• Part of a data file
START

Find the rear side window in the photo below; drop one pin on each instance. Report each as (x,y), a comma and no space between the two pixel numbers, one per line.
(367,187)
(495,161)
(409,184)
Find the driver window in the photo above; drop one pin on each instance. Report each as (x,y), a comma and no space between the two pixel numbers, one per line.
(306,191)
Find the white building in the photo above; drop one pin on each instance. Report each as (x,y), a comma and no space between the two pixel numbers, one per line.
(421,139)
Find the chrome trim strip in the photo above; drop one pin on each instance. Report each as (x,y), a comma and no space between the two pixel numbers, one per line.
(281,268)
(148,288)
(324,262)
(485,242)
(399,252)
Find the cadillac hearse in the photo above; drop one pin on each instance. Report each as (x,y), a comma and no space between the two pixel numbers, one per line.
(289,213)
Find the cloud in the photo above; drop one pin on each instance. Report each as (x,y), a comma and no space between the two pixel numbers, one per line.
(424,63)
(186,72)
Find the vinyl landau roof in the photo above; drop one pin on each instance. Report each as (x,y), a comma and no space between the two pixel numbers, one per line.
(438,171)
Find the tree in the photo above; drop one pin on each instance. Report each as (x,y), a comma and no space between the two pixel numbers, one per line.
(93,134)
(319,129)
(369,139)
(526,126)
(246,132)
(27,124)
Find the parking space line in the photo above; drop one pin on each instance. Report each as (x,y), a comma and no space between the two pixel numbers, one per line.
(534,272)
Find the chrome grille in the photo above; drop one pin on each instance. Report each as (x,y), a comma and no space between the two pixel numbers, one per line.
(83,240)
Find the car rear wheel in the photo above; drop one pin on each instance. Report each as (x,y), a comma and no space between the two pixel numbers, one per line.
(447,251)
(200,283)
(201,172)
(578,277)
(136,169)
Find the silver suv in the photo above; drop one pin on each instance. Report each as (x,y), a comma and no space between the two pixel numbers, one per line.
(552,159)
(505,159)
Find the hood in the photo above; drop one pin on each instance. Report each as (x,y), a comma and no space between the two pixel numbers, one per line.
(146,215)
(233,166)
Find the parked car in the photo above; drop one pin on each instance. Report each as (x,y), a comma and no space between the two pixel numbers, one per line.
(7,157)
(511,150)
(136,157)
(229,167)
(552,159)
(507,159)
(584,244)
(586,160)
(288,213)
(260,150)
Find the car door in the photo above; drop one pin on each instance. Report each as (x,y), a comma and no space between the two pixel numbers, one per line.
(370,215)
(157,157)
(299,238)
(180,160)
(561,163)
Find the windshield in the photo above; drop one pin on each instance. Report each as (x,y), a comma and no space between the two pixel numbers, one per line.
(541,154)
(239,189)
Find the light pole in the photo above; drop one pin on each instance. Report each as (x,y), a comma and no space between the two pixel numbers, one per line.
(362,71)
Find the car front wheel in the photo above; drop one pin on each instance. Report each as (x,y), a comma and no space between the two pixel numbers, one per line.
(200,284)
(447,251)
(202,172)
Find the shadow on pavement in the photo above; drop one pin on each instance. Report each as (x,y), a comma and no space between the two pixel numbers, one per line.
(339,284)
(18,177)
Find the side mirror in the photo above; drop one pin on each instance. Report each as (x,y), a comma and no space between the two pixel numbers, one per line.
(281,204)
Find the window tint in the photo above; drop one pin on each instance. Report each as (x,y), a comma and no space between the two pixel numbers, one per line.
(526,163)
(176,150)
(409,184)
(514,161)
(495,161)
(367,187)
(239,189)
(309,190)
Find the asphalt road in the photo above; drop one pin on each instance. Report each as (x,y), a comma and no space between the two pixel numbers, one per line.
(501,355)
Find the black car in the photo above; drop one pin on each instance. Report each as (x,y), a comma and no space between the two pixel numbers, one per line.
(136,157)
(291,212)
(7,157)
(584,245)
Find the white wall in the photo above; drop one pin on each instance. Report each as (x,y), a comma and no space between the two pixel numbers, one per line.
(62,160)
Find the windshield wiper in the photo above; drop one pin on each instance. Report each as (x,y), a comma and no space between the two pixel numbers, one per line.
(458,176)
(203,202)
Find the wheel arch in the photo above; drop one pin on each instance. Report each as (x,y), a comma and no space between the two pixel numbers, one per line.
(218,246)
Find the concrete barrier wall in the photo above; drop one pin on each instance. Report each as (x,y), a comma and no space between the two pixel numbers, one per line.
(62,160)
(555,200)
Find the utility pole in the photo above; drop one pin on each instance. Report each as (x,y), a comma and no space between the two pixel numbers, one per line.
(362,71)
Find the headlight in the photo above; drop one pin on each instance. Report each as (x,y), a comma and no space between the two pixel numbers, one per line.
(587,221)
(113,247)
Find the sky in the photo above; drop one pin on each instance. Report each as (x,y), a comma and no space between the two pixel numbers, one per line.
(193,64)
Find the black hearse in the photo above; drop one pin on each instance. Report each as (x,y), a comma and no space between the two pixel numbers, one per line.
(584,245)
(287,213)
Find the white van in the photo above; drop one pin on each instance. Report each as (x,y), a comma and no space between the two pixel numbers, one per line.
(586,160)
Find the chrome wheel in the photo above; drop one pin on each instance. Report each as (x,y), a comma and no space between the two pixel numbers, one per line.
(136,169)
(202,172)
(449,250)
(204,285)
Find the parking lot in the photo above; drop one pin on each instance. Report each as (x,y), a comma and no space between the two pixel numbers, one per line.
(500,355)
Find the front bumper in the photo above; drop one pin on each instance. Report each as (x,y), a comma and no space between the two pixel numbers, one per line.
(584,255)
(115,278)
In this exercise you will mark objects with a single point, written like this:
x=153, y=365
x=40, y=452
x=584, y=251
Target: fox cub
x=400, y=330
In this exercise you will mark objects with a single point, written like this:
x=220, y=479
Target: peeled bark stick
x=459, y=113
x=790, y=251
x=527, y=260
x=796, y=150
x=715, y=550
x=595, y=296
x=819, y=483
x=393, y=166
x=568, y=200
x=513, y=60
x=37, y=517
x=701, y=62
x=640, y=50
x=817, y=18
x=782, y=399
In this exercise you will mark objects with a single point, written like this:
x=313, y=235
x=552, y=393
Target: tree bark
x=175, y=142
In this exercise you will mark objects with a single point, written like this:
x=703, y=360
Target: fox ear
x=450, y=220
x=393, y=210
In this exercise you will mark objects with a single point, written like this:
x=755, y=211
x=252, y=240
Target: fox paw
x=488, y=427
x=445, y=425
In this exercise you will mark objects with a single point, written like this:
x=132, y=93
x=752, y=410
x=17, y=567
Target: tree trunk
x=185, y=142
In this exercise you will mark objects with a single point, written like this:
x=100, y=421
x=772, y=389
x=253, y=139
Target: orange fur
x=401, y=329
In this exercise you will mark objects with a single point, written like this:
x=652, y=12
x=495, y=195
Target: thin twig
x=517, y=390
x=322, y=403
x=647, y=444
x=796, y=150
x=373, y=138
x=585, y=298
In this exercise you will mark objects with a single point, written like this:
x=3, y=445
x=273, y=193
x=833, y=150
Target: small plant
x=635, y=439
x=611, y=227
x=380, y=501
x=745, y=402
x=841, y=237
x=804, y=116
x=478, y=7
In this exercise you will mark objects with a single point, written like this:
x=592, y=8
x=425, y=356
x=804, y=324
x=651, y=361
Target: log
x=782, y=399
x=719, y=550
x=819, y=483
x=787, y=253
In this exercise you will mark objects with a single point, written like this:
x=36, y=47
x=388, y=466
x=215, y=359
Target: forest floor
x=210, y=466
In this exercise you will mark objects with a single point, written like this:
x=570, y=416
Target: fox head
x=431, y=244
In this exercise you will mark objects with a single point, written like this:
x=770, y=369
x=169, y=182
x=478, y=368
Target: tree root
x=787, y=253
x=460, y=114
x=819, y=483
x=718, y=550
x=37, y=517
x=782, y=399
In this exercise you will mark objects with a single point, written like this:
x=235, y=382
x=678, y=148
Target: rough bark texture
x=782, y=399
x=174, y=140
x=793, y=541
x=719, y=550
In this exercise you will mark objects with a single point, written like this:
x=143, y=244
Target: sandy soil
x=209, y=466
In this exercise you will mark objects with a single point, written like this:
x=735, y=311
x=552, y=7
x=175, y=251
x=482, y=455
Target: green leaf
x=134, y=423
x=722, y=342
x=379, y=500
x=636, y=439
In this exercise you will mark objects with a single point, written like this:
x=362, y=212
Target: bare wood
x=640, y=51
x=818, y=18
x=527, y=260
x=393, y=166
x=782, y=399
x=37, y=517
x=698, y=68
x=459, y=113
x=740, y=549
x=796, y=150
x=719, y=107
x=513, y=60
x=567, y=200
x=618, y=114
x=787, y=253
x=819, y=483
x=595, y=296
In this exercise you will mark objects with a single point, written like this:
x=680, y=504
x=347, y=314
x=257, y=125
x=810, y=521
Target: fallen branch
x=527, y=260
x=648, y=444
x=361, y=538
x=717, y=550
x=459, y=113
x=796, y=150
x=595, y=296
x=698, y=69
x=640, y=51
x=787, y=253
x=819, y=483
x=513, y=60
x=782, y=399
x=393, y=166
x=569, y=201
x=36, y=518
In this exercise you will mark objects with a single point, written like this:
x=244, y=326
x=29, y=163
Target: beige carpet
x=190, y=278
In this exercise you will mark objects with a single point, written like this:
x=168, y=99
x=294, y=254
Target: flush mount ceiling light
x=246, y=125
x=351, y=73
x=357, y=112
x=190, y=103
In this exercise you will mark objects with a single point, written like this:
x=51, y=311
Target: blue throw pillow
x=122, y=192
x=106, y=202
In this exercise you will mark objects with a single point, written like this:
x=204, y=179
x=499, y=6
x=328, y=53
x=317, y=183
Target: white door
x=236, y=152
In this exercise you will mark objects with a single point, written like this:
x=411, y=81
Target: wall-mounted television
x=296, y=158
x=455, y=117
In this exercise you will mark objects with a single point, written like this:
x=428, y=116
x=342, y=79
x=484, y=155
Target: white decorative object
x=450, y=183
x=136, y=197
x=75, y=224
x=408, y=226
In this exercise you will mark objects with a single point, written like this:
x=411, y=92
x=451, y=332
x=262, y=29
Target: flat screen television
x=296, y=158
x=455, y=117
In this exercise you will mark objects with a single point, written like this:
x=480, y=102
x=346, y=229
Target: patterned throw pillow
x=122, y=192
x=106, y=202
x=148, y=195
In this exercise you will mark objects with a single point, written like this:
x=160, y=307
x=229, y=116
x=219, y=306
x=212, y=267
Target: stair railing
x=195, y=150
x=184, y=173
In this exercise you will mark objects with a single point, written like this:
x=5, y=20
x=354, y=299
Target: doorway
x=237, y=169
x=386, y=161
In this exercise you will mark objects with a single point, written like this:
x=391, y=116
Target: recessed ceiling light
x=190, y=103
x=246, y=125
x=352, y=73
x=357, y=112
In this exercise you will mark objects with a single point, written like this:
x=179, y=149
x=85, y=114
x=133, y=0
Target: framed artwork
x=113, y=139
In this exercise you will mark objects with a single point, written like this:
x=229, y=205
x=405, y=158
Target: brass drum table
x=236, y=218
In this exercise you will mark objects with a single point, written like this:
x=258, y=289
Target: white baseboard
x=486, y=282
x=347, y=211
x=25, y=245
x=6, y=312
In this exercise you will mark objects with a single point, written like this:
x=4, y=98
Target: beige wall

END

• WHAT THE TASK REQUIRES
Turn everything from the line containing "Find the sky" down to the line containing "x=400, y=330" into a Markdown table with the columns Row and Line. Put a row number and one line in each row, and leave out any blank lines.

• FULL SOLUTION
| Row | Line |
|---|---|
| 1 | Find the sky in the photo above; drop one pin on each instance. Report each as (x,y), a comma and no space between the two pixel numbers, one per line. |
| 2 | (193,64) |
| 3 | Find the black hearse in the photo above; drop one pin on each instance. Report each as (x,y), a comma and no space between the two pixel numbers, one per line. |
| 4 | (584,245) |
| 5 | (287,213) |
| 6 | Find the white van in the photo above; drop one pin on each instance. Report each as (x,y), a comma and no space between the two pixel numbers, one per line. |
| 7 | (586,160) |
| 8 | Find the chrome wheel in the photo above; drop one pin on each instance. Report each as (x,y), a comma and no space between the two pixel numbers, one per line. |
| 9 | (136,169) |
| 10 | (202,172) |
| 11 | (449,250) |
| 12 | (204,285) |
| 13 | Find the parking lot in the photo above; drop one pin on each instance. Report each as (x,y), a comma and no space between the two pixel numbers, one per line. |
| 14 | (500,355) |
| 15 | Find the front bumper in the photo above; drop one pin on each instance. Report each as (x,y), a comma and no space between the two pixel numbers, one per line. |
| 16 | (584,255) |
| 17 | (115,278) |
| 18 | In this exercise you will mark objects with a single point, written like this: |
| 19 | x=153, y=365 |
| 20 | x=40, y=452 |
| 21 | x=584, y=251 |
| 22 | Target: fox cub |
| 23 | x=400, y=330 |